Task statement = According to the Breitling Chronomat review, in which year was Breitling chosen to supply the official watch of the Frecce Tricolori?

Breitling Chronomat Airborne Special Series
Angus Davies provides an in-depth review of the Breitling Chronomat Airborne Special Series. This latest watch from Breitling has been created to celebrate the 30th anniversary of the legendary pilot’s chronograph.
This detailed watch review of the Breitling Chronomat Airborne Special Series includes live images, specification details and pricing.
In a former life, I worked in marketing. My role was to identify needs and refine a product, accurately targeting a specific market segment. I would expend many hours clinically honing an image to manipulate the buyer’s perception of said product. This is a brief no doubt recognisable to many of my fellow marketing professionals.
Now, I have swapped sides. Today, my occupational role is to surgically remove the advertising puffery, employing a discriminating eye to establish the kernel of a product, appraising its relative advantages and disadvantages and convey its merit to would-be buyers.
Those products which I consider not to pass muster are set aside and left for other magazines and websites to discuss. The opportunity cost of writing about a product devoid of virtue is to miss the opportunity to convey the wonder of a horological gem.
Breitling has produced many models which justify praise. I have owned several of the brand’s models and suspect there will be further models sporting the company’s logo which will encourage future acquisition.
The Swiss brand has a long established relationship with the aeronautical industry and has produced some incredible pilot’s watches. The brand’s strap-line is “Instruments for Professionals™”, but unlike some brands which employ vacuous statements devoid of substance, Breitling has legitimacy in employing such words.
The Navitimer, launched in 1952, features a slide rule device for performing calculations. It was conceived for pilots, proving especially helpful when flight plans necessitated arithmetical computations. It ultimately became the official watch of the AOPA (Aircraft Owners and Pilots Association), the “world’s largest grouping of pilots”.
However, despite having one successful collection of pilot’s watches in its repertoire, the brand went on to create a further line of pilot’s watches, the Chronomat. In the early 1980s, the owner of Breitling, Ernest Schneider, heard that the Frecce Tricolori, the Italian airforce aerobatics team, had invited tenders for its first official watch.
Schneider set about creating a brand-new chronograph, tailored to the exacting needs of the flight professional. Every aspect of the design was distilled to perfection. Breitling worked closely with the squadron to ensure legibility, ease of operation and optimal wearer comfort. In 1983, the exhaustive efforts of the Swiss watch brand were rewarded when it was selected to provide the official Tricolori watch. A legend was born.
Thirty years of the Chronomat. The evolution from 1984 to 2014
In 1984, Breitling, the Grenchen based watchmaking concern, celebrated its 100th anniversary and launched its mainstream Chronomat collection for sale to the general public. The model has become a great commerical success and understandably so. It exhibits a sturdy mien but with an abundance of style. The masculine aesthetics are both functional and highly attractive. Moreover, the watch has always been a byword for legibility with its user-friendly layout and peerless anti-reflective treatment applied to both sides of the sapphire crystal. Ease of read-off is assured.

Provided records =
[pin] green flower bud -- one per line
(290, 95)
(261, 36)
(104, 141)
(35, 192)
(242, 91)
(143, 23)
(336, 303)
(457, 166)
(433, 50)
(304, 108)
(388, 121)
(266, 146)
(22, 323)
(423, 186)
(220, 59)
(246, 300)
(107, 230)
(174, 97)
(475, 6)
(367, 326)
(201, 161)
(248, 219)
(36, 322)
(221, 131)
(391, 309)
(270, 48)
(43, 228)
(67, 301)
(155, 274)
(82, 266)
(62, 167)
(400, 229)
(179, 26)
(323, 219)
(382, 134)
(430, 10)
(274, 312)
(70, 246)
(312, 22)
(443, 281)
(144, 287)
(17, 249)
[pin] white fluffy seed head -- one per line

* * *

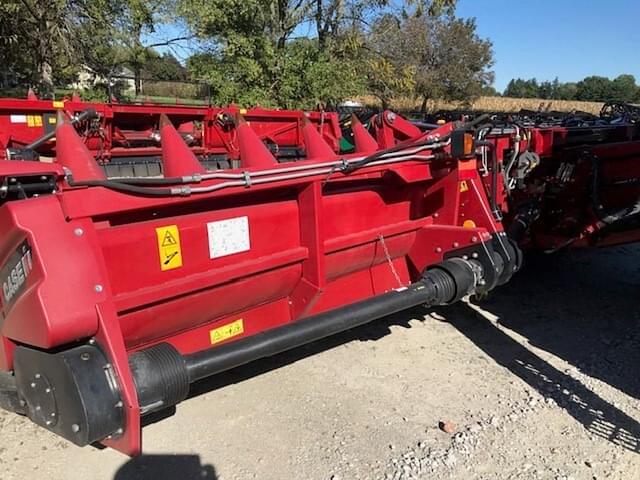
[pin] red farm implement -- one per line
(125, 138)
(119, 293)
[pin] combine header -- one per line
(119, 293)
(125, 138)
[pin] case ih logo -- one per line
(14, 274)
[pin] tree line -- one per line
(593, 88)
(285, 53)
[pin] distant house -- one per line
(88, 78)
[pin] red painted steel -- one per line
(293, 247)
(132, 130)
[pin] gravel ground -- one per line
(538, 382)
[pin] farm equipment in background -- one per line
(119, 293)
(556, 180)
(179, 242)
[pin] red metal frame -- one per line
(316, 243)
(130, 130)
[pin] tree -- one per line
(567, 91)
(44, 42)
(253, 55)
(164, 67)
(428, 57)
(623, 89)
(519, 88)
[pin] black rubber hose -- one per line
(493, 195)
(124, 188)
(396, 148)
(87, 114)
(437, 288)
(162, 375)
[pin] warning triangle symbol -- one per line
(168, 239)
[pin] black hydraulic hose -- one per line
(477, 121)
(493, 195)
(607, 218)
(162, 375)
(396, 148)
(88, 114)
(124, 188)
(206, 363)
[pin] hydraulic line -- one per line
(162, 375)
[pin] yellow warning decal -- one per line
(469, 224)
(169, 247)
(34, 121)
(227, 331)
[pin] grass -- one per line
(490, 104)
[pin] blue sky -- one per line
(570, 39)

Output below = 1983